__TASK REQUIREMENTS__.
**1)** Reproduce word for word the stretch of the passage on scientific data archives that opens with the words containing "So there was" and closes with "who shepherd them.".
**2)** Extend the piece on the Protein Data Bank and other long-running scientific archives by writing what comes after its final sentence.

Sherlock Holmes understood: “It is a capital mistake,” he said, “to theorise before one has data.” Data are the lifeblood of science, the foundation of innovation. Behind every great discovery is a pile of data; but, crucially, it should not be too far behind.

For more than four decades, the Protein Data Bank (PDB) has been where structural biologists keep their data close. Nearly every biology-publishing journal in the world, Nature included, requires protein structures to be deposited in the PDB before publication.

So there was considerable worry at the database when Nature accepted a molecular map of HIV’s capsid protein shell last year (G. Zhao et al. Nature 497, 643–646; 2013). The multimillion-atom complex was larger than anything then in the PDB, and the database’s team had to devise a way to make the data dump available (and useful) at short notice.

Thus it goes at the PDB — whose trove surpasses 100,000 structures this week (see page 265) — and other long-running archives that have managed to stay relevant and essential. It is not easy. Just ask the scientists, funders, technicians and others who shepherd them.

Money is often the limiting factor. Computer storage and processing power may be getting cheap as chips, but much of the expense is in paying the people (many of them highly trained scientists) who organize and verify data entries, and engage scientific communities.

There are many ways for a database to stay in the black. The three-decades-old GenBank, a clearing house for DNA sequences, is funded directly by the US government’s support of the National Center for Biotechnology Information (NCBI). By contrast, the 50-year-old Cambridge Structural Database, which stores 700,000 small-molecule structures, gets by on support from industry and around 1,300 institutes.

__RECORDS PROVIDED__.
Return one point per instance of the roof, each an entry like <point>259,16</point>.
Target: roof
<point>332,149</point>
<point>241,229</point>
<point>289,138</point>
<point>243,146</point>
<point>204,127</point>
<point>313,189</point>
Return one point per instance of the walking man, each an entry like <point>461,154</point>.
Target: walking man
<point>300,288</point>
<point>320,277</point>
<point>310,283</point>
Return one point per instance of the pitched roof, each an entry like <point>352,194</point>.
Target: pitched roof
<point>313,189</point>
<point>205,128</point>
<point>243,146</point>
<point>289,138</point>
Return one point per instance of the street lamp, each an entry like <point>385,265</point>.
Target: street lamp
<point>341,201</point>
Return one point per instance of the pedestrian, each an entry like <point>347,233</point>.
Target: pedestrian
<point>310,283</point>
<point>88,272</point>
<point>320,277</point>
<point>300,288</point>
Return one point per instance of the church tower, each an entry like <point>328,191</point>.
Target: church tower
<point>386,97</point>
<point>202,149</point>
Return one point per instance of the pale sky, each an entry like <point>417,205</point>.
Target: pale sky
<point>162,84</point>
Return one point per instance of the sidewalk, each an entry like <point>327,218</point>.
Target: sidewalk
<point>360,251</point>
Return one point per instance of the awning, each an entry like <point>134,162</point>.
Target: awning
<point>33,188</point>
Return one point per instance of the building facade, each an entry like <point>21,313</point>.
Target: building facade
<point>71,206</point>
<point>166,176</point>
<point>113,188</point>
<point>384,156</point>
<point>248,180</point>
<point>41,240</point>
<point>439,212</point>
--
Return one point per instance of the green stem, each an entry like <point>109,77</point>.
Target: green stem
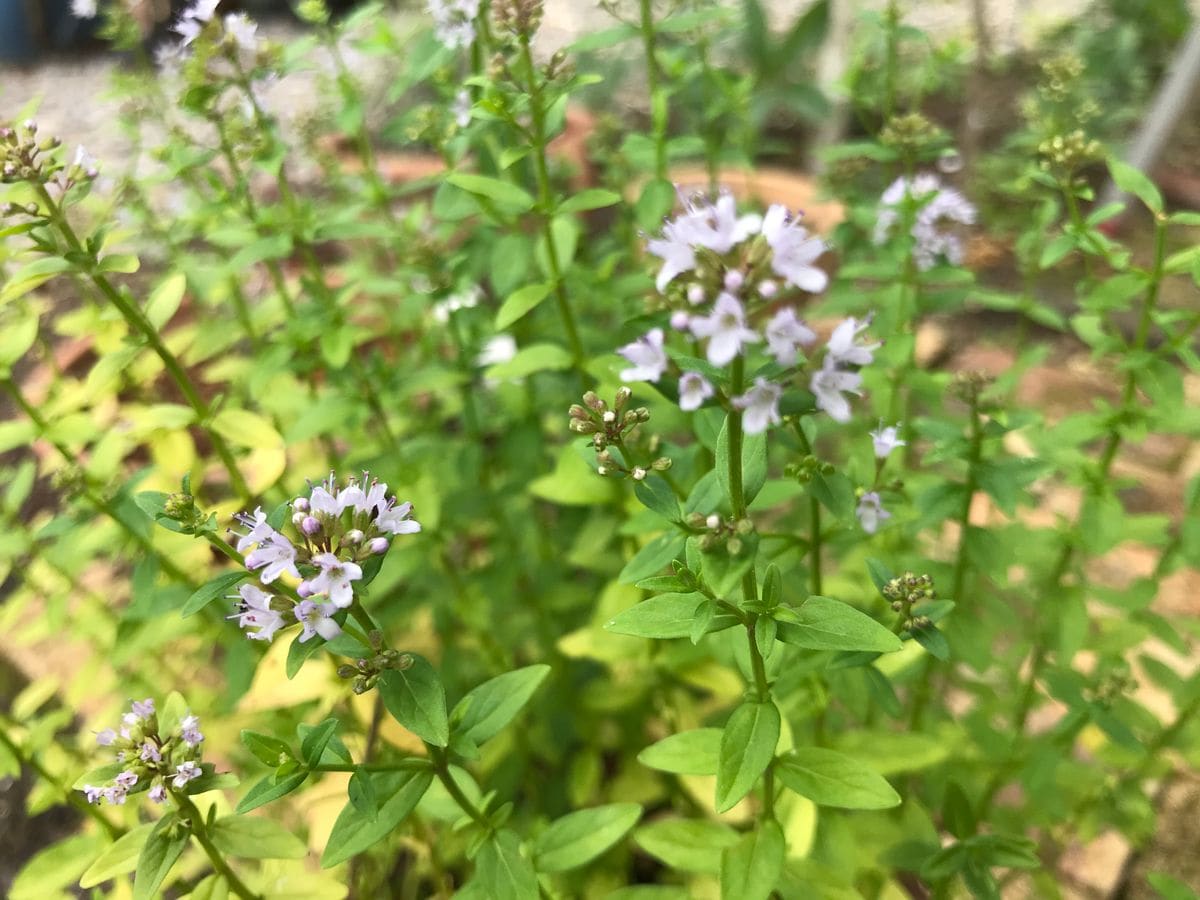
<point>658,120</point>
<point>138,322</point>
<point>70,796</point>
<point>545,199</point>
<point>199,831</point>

__TASK RESPONSES__.
**1)**
So there was considerable worry at the database when Nature accepted a molecular map of HIV’s capsid protein shell last year (G. Zhao et al. Nature 497, 643–646; 2013). The multimillion-atom complex was larger than anything then in the PDB, and the database’s team had to devise a way to make the data dump available (and useful) at short notice.

Thus it goes at the PDB — whose trove surpasses 100,000 structures this week (see page 265) — and other long-running archives that have managed to stay relevant and essential. It is not easy. Just ask the scientists, funders, technicians and others who shepherd them.

**2)**
The PDB is actually hosted by several organizations that provide access to the same data trove, each funded independently. Gerard Kleywegt, who heads the European franchise at the European Bioinformatics Institute (EBI) in Hinxton, UK, says that healthy competition between his portal and others in the United States and Japan helps him to get grants, and keeps the database pertinent. Scientists “vote with their mouse clicks”, he says. “They go to the place where they get the best answer for their questions.”

In the 1970s, protein structures were consumed by a small community of X-ray crystallographers interested in the nitty-gritty of individual enzymes. Now scientists use a range of techniques to determine structures, and researchers of many stripes want to know how proteins behave in a larger context, such as in a malignant cancer cell. A database must change with the times, or face extinction.

The closure of a database is not so awful — as long as its useful information remains available elsewhere. In 2011, NCBI announced that it was mothballing a database that collected information about protein fragments used in proteomics experiments. A competing database run by the EBI has since swallowed up those data. But with 100,147 structures (as Nature went to press), and growing at about 200 per week, the PDB, at least, shows no sign of folding.